**Instruction:** In the transcript below, quote every turn spoken by JY except the final one.

**Document:**
GW: Yeah. And they the royalty split thing, it was because I was talking to a friend of mine who's written some books and needs to pay for graphic design and editing and doesn't have the money to pay for it up front. And you can't reasonably ask an editor who you don't know to edit your book in the hopes of future royalties. That's just mad. No sensible editor would take that unless they were your mum.
JY: Unless she's lying to you.
GW: Well yeah, but having some way to hedge it so you pay less upfront, like Alec Guinness in Star Wars. When he was hired for Star Wars, they couldn't afford to pay him his usual rate because they had no money then, it was the first Star Wars. And so he got a piece of the action.
JY: Wow. That was a good deal.
GW: That little piece of the action, if I remember the story right, made him more money than all of his other work put together.
JY: Yeah, I'm not surprised. I mean, makes sense, right?
GW: Yeah. I have a basic principle that I won't do significant amounts of work for any company that I don’t own a chunk of. Because why would I? If I'm putting work into something I want that work to be an investment in future growth rather than just something that's put on to the void.
JY: Yeah. Makes total sense. And I think this is this idea as well about paying it forward. Like, there's plenty of people that have helped me upfront on my journey and it's about if I can help somebody, that's great. But you can't help everybody for free, in order for me to be available to help other people, I have to get paid in some way to do that. And when you take a gamble, it's because you believe in something. Exactly why very early stage angel investors, so high net worth individuals investing their own money, why they tend to be the first people in taking the most risk, but they get a larger percentage of the whole thing because they've taken that risk. It's because they believe in something. I really believe in paying it forward, and doing small tests. So speaking of tests and things like that, one of the things I did last year was I did a little experiment called a cutting square, you know, Meyer’s square. I made an interactive version of it and it's cuttingsquare.com.

**Information supplied:**
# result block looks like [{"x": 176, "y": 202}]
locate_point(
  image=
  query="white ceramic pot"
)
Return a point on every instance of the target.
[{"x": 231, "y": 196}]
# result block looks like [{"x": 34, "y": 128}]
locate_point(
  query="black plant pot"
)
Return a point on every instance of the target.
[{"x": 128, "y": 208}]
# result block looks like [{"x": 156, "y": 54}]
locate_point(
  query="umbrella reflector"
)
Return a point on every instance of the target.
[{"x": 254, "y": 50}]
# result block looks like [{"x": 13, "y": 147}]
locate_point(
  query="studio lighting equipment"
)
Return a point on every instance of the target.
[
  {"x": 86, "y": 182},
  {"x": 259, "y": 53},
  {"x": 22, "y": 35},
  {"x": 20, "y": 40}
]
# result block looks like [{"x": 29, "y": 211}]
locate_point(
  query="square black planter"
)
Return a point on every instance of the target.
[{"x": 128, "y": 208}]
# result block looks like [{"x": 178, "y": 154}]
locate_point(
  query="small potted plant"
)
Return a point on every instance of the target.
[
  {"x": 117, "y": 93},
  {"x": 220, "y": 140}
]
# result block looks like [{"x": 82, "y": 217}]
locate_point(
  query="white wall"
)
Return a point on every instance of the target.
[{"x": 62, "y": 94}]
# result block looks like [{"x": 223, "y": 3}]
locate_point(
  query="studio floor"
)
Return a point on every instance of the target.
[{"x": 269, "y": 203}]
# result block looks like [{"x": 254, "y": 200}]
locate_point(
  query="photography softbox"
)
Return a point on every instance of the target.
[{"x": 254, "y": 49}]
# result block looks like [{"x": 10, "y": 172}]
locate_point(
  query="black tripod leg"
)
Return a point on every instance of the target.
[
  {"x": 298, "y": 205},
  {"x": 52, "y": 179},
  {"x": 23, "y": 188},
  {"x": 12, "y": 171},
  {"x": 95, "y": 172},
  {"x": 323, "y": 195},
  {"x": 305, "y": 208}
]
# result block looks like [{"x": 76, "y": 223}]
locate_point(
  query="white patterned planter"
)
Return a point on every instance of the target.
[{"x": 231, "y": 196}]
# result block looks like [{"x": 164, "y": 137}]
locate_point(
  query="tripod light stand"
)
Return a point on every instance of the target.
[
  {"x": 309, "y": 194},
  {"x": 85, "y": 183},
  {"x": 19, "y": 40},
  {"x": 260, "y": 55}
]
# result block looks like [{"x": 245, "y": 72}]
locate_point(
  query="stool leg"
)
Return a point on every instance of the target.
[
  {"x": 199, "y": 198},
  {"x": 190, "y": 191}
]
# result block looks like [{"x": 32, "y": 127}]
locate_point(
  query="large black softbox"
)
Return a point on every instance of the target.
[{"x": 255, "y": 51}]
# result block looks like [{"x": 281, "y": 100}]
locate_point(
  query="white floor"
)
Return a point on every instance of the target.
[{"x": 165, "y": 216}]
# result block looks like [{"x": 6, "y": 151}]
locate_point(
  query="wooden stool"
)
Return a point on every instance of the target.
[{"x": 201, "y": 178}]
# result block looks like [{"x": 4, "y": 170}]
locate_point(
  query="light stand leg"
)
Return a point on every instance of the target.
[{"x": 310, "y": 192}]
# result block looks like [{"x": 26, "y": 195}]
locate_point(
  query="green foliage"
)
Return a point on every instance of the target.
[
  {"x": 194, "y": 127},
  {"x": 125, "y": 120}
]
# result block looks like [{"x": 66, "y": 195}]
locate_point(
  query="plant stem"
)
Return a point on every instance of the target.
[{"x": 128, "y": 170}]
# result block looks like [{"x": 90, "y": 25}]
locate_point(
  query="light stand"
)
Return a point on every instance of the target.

**Problem solution:**
"Unless she's lying to you."
"Wow. That was a good deal."
"Yeah, I'm not surprised. I mean, makes sense, right?"